**REQUISITOS:** Por favor, traduza para o inglês esta frase do texto fornecido: “A Receita Federal foi eficaz, tendo muitas autuações.”

**TEXTO FORNECIDO:**
* * * * * * * * *

Na Itália, operação “mãos limpas” — que elegeu [Silvio] Berlusconi, homólogo de Bolsonaro —, decantado standard da “lava jato”, condenou cerca de 3 mil acusados. Quantos temos no Brasil? Em seis anos da “lava jato”, se você buscar a média de denúncias criminais de procuradores pelo país que atuam na área criminal, individualmente, eles fizeram — inobstante sem similar performance em palestras, seminários, viagens, eventos, celebridades — mais denúncias que a operação. Óbvio que, na média, sem a complexidade e importância da “lava jato”. Porém, também óbvio que há um batalhão de procuradores, quando há apenas dois juízes federais, titular e substituto. Pergunte a Deltan e cia. se gostariam de integrar força-tarefa à repressão da momentosa e gigantesca fraude no recebimento de auxílio emergencial? Não há interesse. Tal qual não há ibope.
ConJur — O senhor foi o precursor do caso Banestado, embrião do que seria a “lava jato” uma década depois. Porque a segunda obteve o principal objetivo traçado pelo núcleo do consórcio, com a condenação em tempo recorde do ex-presidente Lula, ao contrário do embrião, que teria morrido de inanição em 2003?
Tres — Minha atuação foi em Cascavel (PR). No contexto de efervescentes CPIs dos Precatórios e do Sistema Financeiro, clara leniência do Banco Central na controladoria das contas CC5 [Carta Circular nº 5 do Bacen-1969], destinada a enviar dinheiro a domiciliados no exterior. Obtive na Justiça Federal quebra de sigilo de todas as remessas do país, ocorridas entre janeiro de 1992 a dezembro de 1998, cujo total —  excluídos valores até US$ 150 mil — pertencente a milhares de pessoas físicas e jurídicas, somou US$ 124 bilhões. De per si, envio nada tem de ilícito. Deveria ser apurado a tributação ou não dos valores, bem assim sua origem, podendo ser produto de crime. Assim, pedi à Justiça distribuição da apuração a todo o país, de acordo com o domicílio fiscal dos remetentes. A Receita Federal foi eficaz, tendo muitas autuações. O Ministério Público Federal, não. Tivemos poucas investigações que prosperaram. Muitas figuras exponenciais da República, pródigos no discurso em prol da moralidade pública, figuravam como remetentes de milionárias somas. Portentosos grupos de comunicação tiveram valores de expatriação revisados e rebaixados pelo Banco Central. Presumem-se todas elas legítimas. Passados 20 anos, até assassinato hediondo estaria prescrito. O Banestado era um dos tantos que atuavam nas CC5.

* * * * * * * * *

**MATERIAL FORNECIDO:**

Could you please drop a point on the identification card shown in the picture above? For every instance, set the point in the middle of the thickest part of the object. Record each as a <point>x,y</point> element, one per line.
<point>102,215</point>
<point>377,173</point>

* * * * * * * * *

**SOLUÇÃO DA TAREFA:** The Federal Revenue Service was effective, issuing many tax assessments.